* INSTRUCTIONS FOR THE TASK
Please tally the lines in the material below that contain the string "hand", treating case as significant, and give only the number.

* EXTRACTED INFORMATION
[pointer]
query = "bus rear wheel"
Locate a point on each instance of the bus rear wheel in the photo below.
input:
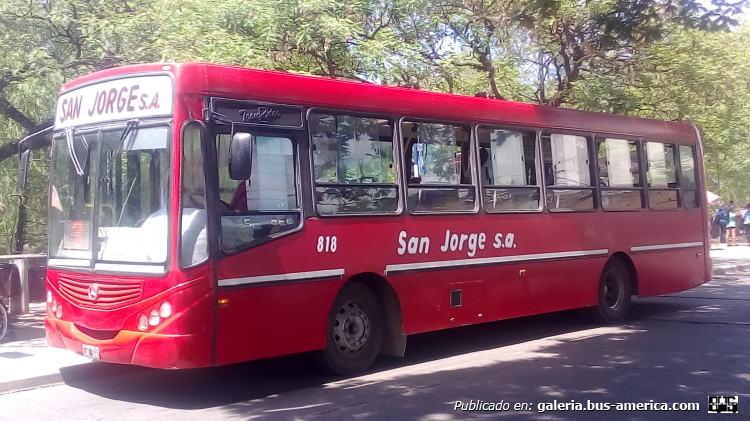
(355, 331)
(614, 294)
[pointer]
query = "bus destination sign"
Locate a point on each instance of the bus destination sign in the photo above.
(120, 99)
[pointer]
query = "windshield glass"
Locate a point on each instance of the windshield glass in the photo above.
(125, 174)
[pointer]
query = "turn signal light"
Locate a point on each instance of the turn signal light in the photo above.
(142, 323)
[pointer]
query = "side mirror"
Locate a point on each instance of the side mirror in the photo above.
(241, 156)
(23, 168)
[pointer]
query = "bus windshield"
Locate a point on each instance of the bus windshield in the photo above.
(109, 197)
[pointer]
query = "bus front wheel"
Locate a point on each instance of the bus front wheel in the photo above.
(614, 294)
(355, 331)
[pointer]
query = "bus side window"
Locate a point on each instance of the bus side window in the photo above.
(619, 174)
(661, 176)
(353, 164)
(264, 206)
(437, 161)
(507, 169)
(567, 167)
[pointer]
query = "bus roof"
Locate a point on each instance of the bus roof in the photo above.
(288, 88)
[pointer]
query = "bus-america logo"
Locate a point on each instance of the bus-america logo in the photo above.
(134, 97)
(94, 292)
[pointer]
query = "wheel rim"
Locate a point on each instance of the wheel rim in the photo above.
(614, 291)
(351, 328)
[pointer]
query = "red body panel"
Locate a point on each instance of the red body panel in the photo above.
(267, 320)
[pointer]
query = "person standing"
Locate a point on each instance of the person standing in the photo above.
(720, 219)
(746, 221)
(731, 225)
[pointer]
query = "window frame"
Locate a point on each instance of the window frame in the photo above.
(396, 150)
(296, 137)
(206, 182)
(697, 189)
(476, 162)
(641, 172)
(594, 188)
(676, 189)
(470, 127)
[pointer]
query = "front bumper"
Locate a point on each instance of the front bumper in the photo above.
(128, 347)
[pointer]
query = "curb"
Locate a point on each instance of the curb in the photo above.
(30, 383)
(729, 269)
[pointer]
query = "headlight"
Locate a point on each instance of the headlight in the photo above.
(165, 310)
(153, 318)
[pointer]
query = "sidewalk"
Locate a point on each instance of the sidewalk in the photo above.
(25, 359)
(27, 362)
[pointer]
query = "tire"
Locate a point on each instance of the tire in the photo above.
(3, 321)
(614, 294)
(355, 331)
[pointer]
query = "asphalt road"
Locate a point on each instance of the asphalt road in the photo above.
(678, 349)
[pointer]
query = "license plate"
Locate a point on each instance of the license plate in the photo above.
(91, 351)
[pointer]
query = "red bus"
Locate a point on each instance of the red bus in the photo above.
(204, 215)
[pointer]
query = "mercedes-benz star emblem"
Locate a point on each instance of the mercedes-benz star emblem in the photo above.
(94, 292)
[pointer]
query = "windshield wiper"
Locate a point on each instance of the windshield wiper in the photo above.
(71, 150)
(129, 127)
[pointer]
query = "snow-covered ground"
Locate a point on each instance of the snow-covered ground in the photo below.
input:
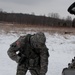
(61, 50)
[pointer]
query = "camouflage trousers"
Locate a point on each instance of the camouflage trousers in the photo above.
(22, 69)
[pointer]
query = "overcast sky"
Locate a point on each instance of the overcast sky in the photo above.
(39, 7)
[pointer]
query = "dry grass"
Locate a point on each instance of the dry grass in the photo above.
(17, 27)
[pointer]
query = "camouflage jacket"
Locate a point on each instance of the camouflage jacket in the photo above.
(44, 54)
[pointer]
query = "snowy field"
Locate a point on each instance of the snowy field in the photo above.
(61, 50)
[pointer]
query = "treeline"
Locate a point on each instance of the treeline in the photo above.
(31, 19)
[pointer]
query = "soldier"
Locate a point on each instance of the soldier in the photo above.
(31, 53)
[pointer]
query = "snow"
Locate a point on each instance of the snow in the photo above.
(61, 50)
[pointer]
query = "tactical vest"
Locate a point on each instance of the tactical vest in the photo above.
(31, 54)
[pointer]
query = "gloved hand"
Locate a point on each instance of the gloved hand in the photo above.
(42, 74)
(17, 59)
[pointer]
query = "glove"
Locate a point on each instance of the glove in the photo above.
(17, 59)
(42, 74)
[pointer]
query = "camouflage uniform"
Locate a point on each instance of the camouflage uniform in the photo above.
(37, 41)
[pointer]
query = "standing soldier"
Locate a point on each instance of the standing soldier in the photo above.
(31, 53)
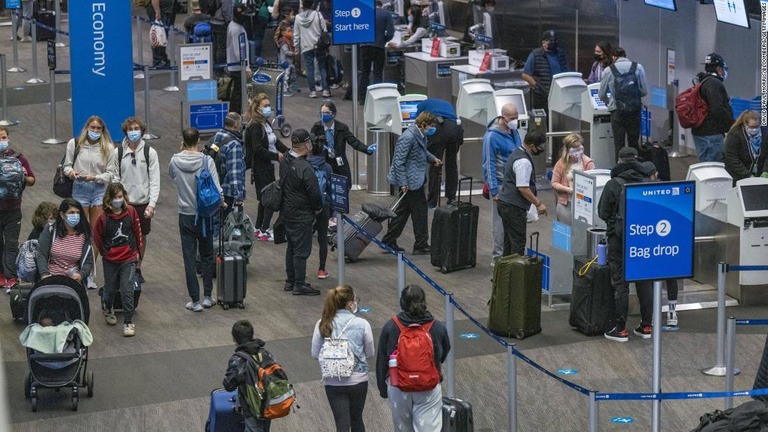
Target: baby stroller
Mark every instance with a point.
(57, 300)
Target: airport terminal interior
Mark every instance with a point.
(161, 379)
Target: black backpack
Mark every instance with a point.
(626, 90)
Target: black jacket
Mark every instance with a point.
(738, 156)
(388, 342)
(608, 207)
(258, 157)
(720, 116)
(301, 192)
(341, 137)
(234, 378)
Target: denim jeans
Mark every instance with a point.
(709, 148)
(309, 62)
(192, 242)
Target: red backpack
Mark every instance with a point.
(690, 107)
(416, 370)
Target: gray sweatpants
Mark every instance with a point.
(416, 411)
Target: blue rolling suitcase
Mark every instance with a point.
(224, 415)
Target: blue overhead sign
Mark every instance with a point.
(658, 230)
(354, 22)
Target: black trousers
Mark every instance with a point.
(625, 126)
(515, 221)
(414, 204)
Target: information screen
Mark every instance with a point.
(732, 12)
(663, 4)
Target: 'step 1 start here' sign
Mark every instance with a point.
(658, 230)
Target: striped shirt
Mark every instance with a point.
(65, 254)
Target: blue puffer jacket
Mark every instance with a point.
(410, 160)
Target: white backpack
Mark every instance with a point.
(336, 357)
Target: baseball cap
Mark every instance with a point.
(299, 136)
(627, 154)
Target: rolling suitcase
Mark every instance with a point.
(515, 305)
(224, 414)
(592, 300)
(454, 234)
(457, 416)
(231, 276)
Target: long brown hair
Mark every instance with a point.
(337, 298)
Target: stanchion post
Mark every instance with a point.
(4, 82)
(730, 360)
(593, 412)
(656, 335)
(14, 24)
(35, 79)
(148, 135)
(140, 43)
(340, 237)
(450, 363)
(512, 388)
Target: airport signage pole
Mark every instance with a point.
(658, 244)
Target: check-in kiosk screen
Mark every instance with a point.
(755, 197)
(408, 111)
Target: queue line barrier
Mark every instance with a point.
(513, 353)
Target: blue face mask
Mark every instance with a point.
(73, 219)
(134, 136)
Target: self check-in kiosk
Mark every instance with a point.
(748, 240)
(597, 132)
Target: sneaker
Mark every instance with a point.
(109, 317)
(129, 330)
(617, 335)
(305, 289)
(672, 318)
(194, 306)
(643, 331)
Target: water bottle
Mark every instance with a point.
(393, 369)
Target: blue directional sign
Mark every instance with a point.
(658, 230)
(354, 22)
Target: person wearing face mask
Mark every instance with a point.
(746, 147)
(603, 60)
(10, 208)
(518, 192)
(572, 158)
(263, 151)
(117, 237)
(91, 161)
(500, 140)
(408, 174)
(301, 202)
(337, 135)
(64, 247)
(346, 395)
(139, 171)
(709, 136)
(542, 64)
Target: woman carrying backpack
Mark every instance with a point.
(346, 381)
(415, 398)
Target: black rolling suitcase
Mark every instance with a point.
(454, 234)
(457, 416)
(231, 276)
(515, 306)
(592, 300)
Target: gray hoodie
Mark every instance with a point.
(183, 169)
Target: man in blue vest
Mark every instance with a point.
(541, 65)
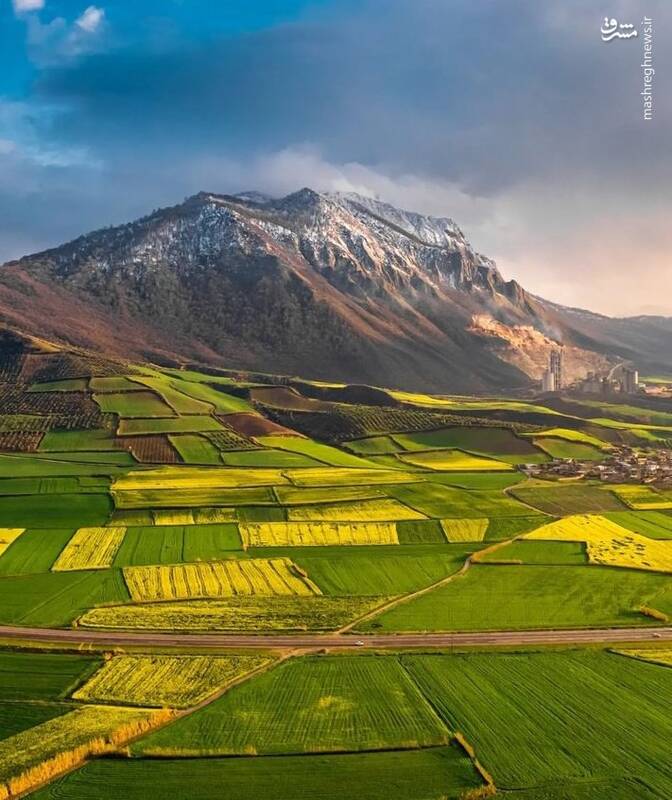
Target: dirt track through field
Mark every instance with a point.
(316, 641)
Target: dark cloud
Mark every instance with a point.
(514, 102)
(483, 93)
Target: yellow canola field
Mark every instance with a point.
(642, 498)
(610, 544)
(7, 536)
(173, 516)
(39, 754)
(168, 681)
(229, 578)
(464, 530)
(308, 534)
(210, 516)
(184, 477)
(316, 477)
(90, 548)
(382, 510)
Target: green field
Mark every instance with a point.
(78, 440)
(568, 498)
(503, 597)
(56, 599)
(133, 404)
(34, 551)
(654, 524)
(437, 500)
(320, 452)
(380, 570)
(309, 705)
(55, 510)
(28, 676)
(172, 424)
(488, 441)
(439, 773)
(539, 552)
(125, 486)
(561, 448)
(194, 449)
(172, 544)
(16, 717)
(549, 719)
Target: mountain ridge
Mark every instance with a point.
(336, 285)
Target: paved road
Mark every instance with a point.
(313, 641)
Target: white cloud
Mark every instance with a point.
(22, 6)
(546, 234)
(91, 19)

---

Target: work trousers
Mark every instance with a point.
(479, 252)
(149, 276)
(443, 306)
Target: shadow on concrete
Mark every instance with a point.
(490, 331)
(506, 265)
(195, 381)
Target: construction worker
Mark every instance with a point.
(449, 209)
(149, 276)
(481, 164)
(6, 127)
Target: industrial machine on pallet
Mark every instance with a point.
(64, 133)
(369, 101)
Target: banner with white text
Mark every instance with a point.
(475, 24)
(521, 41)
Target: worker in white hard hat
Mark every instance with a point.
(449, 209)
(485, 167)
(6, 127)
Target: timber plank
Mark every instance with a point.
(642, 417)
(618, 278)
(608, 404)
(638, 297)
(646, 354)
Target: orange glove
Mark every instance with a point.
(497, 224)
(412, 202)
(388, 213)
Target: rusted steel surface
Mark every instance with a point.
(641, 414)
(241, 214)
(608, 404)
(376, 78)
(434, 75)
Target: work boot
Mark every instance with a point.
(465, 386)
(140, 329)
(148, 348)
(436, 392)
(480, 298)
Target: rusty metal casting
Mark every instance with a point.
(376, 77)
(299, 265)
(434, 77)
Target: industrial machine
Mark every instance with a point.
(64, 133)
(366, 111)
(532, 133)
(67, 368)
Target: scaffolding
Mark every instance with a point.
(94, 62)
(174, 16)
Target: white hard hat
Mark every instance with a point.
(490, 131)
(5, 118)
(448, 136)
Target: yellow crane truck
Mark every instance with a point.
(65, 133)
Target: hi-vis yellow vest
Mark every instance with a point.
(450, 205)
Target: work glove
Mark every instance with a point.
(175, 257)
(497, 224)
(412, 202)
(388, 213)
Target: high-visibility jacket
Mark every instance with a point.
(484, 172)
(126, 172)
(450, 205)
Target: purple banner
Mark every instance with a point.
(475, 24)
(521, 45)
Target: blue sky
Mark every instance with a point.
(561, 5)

* EXERCISE ANSWER
2